=== THE DATA ===

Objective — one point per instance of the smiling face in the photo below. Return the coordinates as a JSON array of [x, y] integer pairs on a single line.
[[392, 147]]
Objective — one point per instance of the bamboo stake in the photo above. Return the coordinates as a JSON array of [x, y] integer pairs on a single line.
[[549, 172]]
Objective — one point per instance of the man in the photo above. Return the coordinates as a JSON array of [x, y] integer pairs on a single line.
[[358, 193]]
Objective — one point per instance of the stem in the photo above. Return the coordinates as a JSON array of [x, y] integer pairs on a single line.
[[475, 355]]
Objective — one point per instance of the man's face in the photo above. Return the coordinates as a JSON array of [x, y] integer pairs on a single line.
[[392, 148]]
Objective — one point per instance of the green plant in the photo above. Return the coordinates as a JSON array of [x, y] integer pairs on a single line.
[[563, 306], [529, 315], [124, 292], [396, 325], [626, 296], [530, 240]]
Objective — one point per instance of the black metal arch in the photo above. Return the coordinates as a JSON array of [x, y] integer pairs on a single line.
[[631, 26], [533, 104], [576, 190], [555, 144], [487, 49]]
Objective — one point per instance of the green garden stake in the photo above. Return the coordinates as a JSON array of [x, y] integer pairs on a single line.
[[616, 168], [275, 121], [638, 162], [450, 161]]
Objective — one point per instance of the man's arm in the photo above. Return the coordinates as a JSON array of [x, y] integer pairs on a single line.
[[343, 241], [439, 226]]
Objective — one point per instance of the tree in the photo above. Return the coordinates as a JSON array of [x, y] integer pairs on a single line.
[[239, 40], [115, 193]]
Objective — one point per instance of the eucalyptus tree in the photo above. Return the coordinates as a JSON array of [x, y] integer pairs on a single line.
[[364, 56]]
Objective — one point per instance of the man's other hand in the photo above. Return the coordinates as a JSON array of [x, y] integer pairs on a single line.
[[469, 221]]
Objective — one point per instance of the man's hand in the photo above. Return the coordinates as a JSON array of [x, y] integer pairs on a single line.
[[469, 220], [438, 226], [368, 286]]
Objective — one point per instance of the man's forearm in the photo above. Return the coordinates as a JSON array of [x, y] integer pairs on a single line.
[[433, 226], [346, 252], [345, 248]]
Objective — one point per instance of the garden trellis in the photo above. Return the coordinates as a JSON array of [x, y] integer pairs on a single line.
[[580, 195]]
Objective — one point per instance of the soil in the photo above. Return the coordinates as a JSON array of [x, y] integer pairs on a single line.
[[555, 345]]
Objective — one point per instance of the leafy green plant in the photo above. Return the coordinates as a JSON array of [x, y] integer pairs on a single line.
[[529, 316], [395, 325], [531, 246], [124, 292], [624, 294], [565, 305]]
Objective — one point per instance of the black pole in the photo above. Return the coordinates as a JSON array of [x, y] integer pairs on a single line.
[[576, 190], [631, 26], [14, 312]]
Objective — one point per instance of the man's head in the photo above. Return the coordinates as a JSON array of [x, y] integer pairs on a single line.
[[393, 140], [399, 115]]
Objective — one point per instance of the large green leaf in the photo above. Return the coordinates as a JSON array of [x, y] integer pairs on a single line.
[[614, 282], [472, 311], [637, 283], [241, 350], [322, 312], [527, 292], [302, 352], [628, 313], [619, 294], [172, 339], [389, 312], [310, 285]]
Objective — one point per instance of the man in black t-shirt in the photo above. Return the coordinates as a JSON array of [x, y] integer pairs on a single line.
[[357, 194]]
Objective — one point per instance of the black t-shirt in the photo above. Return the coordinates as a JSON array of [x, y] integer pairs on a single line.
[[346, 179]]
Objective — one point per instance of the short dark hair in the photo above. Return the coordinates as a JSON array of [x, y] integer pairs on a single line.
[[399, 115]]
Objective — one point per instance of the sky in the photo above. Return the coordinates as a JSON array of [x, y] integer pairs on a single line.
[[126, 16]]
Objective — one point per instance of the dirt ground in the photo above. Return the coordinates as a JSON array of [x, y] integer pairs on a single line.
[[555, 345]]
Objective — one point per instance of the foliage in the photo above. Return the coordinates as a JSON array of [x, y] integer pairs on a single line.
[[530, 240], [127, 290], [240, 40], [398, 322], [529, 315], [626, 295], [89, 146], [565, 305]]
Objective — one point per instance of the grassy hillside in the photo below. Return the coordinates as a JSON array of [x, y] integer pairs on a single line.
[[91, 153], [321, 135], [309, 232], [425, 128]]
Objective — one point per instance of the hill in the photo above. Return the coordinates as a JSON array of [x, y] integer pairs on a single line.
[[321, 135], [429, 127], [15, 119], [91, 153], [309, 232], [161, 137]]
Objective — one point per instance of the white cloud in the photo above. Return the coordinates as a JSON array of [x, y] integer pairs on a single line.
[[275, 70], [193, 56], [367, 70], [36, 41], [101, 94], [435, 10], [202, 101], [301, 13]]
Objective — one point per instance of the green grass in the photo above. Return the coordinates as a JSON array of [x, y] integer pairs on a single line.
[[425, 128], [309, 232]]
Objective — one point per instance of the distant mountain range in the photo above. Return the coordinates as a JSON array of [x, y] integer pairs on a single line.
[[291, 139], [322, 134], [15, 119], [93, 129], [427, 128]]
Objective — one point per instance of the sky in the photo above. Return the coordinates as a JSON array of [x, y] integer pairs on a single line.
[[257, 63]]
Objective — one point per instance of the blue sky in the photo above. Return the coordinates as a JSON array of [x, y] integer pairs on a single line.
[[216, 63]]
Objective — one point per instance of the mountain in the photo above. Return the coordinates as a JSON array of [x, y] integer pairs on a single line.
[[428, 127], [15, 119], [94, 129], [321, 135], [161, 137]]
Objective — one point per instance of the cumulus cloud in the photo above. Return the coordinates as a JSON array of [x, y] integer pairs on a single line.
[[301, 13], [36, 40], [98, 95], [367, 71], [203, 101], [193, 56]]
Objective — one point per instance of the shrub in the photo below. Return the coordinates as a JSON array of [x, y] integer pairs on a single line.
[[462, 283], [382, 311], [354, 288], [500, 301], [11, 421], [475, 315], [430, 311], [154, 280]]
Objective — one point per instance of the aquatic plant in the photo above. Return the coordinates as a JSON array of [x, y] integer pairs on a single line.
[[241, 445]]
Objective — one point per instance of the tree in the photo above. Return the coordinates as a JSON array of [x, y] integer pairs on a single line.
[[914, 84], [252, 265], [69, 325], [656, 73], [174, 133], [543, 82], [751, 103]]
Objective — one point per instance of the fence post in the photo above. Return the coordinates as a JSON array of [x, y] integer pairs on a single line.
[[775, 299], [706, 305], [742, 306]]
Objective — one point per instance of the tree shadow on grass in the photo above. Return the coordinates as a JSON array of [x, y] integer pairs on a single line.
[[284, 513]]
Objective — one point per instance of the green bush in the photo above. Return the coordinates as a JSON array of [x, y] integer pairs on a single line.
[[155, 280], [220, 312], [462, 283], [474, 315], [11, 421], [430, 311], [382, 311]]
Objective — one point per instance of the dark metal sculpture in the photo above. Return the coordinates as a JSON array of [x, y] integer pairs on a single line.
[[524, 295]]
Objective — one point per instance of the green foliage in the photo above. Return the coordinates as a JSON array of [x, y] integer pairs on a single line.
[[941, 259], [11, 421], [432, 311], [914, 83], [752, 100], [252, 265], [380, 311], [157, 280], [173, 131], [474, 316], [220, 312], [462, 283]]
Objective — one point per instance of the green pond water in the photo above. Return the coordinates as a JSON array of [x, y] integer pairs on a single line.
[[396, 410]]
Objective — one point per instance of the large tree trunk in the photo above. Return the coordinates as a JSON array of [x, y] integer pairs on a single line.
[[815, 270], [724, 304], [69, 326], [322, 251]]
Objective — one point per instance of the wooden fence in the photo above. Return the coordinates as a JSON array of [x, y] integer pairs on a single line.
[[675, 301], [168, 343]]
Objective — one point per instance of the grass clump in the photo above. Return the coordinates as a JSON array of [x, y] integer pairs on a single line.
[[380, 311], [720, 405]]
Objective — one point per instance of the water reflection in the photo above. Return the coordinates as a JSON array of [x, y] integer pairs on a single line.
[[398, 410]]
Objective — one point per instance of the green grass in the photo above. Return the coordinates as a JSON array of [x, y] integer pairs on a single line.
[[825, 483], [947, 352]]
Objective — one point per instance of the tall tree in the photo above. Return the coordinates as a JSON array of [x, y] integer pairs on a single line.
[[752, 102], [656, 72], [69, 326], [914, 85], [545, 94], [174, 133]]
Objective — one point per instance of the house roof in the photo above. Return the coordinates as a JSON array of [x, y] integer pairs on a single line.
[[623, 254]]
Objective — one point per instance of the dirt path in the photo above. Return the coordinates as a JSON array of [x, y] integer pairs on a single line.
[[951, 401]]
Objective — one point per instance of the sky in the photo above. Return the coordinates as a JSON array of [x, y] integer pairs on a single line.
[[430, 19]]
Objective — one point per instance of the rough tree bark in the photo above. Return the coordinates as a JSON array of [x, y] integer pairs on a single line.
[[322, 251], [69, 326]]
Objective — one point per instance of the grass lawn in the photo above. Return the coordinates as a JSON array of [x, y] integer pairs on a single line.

===

→ PROBLEM TO WORK ON
Restate the line containing "Objective — one point per instance of the rough" and every remaining line of the records word for word. Add nothing.

→ EXERCISE OUTPUT
Objective — one point per instance of the rough tree bark in the photo above. Return the coordinates as a JSON array of [x, y] integer pairs on a single line.
[[322, 251], [69, 326]]
Objective — one point per instance of the grass lawn in the photo above. Return the coordinates as a JSON array of [x, y] integer pairs on a single line.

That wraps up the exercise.